ZIEL DER AUFGABE
Gib aus dem Text über Selbstbeherrschung die Stelle von „Selbstbeherrschung für Christen“ bis einschließlich „bezeichnet (Galater 5:19-21).“ wortwörtlich wieder.

Selbstbeherrschung für Christen unerläßlich
IN EINER Kleinstadt in New Mexiko (USA) meldete jemand der Polizei, er habe Schüsse gehört. Am Tatort angekommen, fanden die Polizisten den Boden der Küche eines jungen Paares blutbefleckt und mit grünen Bohnen übersät vor. Die junge Frau hatte eine Fleischwunde. Warum? Wie die Polizei mitteilte, sagte der angebliche Täter, ihr Gefährte, beim Verhör: „Würden Sie nicht auch wütend werden, wenn Sie die ganze Zeit nichts als grüne Bohnen essen müßten?“
Das ist vielleicht kaum zu glauben. Dennoch sind wegen solcher Kleinigkeiten sogar schon Menschen getötet worden, ja derartige Fälle kommen immer häufiger vor. Oft ist Mangel an Selbstbeherrschung die Ursache. Weil man seine Gefühle nicht beherrschen kann, kommt es zu Wutausbrüchen, die der Apostel Paulus als eines der „Werke des Fleisches“ bezeichnet (Galater 5:19-21).

BEREITGESTELLTE EINTRÄGE
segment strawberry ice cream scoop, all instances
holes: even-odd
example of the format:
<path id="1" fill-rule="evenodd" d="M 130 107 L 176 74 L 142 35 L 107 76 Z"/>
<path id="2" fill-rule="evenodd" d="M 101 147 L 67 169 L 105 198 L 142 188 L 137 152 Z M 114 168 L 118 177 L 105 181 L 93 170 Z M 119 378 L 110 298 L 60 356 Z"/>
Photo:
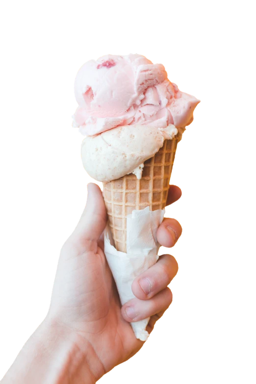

ANTWORT ZUR AUFGABE
Selbstbeherrschung für Christen unerläßlich
IN EINER Kleinstadt in New Mexiko (USA) meldete jemand der Polizei, er habe Schüsse gehört. Am Tatort angekommen, fanden die Polizisten den Boden der Küche eines jungen Paares blutbefleckt und mit grünen Bohnen übersät vor. Die junge Frau hatte eine Fleischwunde. Warum? Wie die Polizei mitteilte, sagte der angebliche Täter, ihr Gefährte, beim Verhör: „Würden Sie nicht auch wütend werden, wenn Sie die ganze Zeit nichts als grüne Bohnen essen müßten?“
Das ist vielleicht kaum zu glauben. Dennoch sind wegen solcher Kleinigkeiten sogar schon Menschen getötet worden, ja derartige Fälle kommen immer häufiger vor. Oft ist Mangel an Selbstbeherrschung die Ursache. Weil man seine Gefühle nicht beherrschen kann, kommt es zu Wutausbrüchen, die der Apostel Paulus als eines der „Werke des Fleisches“ bezeichnet (Galater 5:19-21).